Quoted text:
▬▬▬▬▬▬▬▬▬▬

On Wed, Mar 31, 2021 at 03:48:16PM +0900, Kyotaro Horiguchi wrote:

Thanks! However, Michael's suggestion is worth considering. What do
you think about makeing NaN-involved comparison return NULL? If you
agree to that, I'll make a further change to the patch.

As I mentioned in [1]/messages/by-id/20210330153940.vmncwnmuw3qnpkfa@nol I think that returning NULL would the right thing to do.
But you mentioned elsewhere that it would need a lot more work to make the code
work that way, so given that we're 7 days away from the feature freeze maybe
returning false would be a better option. One important thing to consider is
that we should consistently return NULL for similar cases, and having some
discrepancy there would be way worse than returning false everywhere.

[1]: /messages/by-id/20210330153940.vmncwnmuw3qnpkfa@nol

#12Laurenz Albe
laurenz.albe@cybertec.at
In reply to: Kyotaro Horiguchi (#9)
Re: Issue with point_ops and NaN

On Wed, 2021-03-31 at 15:48 +0900, Kyotaro Horiguchi wrote:

SELECT point('NaN','NaN') <@ polygon('(0,0),(1,0),(1,1),(0,0)');
?column?
----------
t
(1 row)

Agreed --- one could make an argument for either 'false' or NULL
result, but surely not 'true'.

Thanks! However, Michael's suggestion is worth considering. What do
you think about makeing NaN-involved comparison return NULL? If you
agree to that, I'll make a further change to the patch.

If you think of "NaN" literally as "not a number", then FALSE would
make sense, since "not a number" implies "not a number between 0 and 1".

But since NaN is the result of operations like 0/0 or infinity - infinity,
NULL might be better.

So I'd opt for NULL too.

Yours,
Laurenz Albe

#13Kyotaro Horiguchi
horikyota.ntt@gmail.com
In reply to: Julien Rouhaud (#11)
Re: Issue with point_ops and NaN

At Wed, 31 Mar 2021 16:30:41 +0800, Julien Rouhaud <rjuju123@gmail.com> wrote in

On Wed, Mar 31, 2021 at 03:48:16PM +0900, Kyotaro Horiguchi wrote:

Thanks! However, Michael's suggestion is worth considering. What do
you think about makeing NaN-involved comparison return NULL? If you
agree to that, I'll make a further change to the patch.

As I mentioned in [1] I think that returning NULL would the right thing to do.
But you mentioned elsewhere that it would need a lot more work to make the code
work that way, so given that we're 7 days away from the feature freeze maybe
returning false would be a better option. One important thing to consider is

Agreed that it's a better option.

I have to change almost all boolean-returning functions to
tri-state-boolean ones. I'll give it try a bit futther.

▬▬▬▬▬▬▬▬▬▬

Extracted entries:

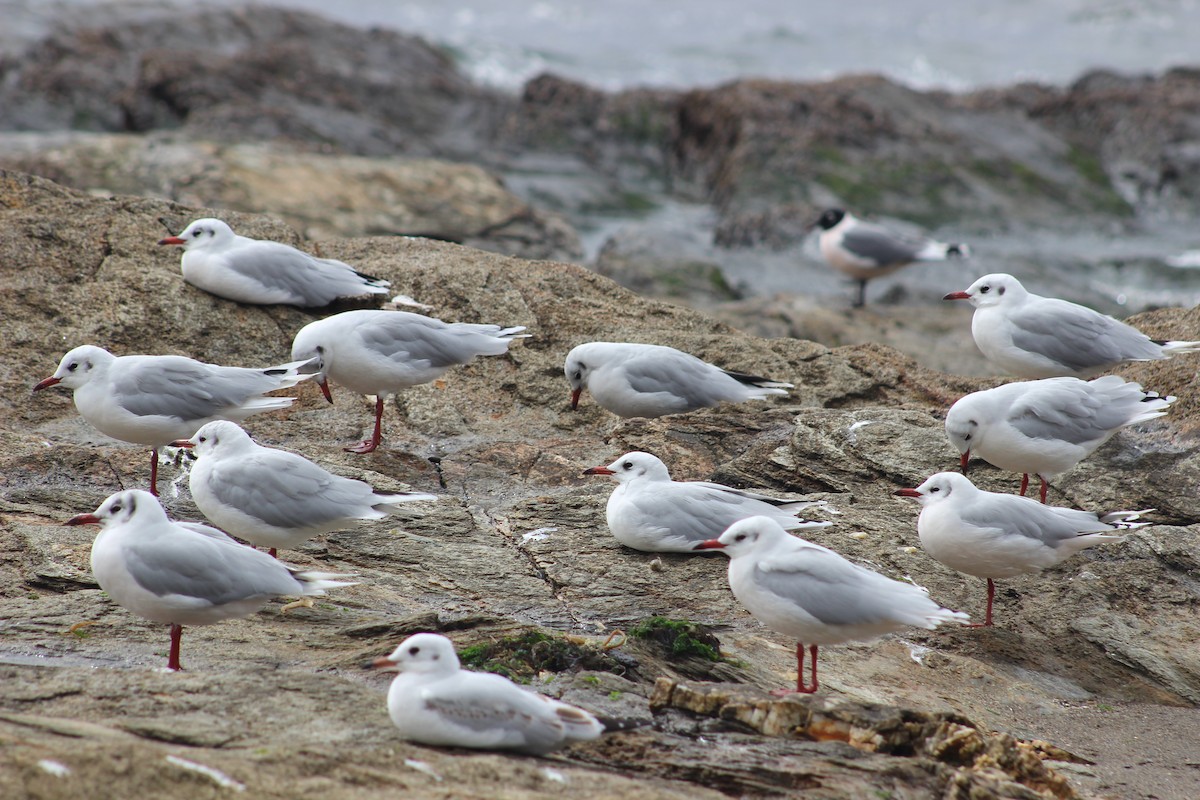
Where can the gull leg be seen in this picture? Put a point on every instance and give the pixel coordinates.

▬▬▬▬▬▬▬▬▬▬

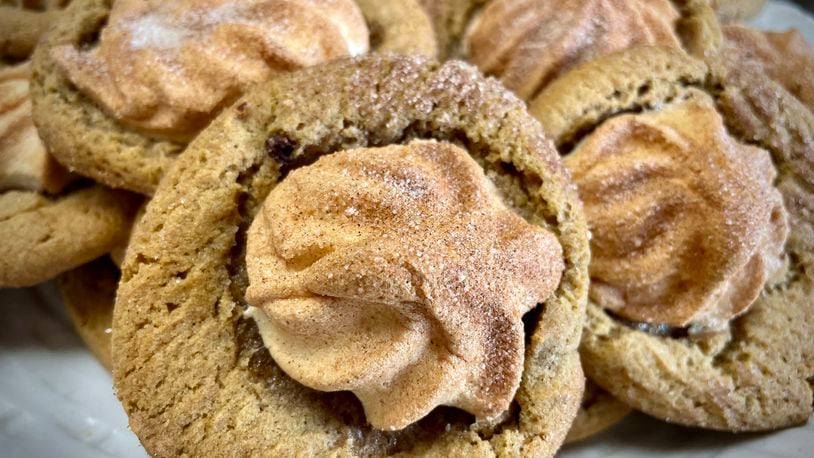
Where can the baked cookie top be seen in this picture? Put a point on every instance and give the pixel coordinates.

▬▬▬▬▬▬▬▬▬▬

Given problem 1:
In the thread on point_ops and NaN, how many days away from the feature freeze are the participants said to be?
Given problem 2:
Copy the thread on point_ops and NaN from "Agreed --- one" to "for NULL too.".

Answer 1:
7 days

Answer 2:
Agreed --- one could make an argument for either 'false' or NULL
result, but surely not 'true'.

Thanks! However, Michael's suggestion is worth considering. What do
you think about makeing NaN-involved comparison return NULL? If you
agree to that, I'll make a further change to the patch.

If you think of "NaN" literally as "not a number", then FALSE would
make sense, since "not a number" implies "not a number between 0 and 1".

But since NaN is the result of operations like 0/0 or infinity - infinity,
NULL might be better.

So I'd opt for NULL too.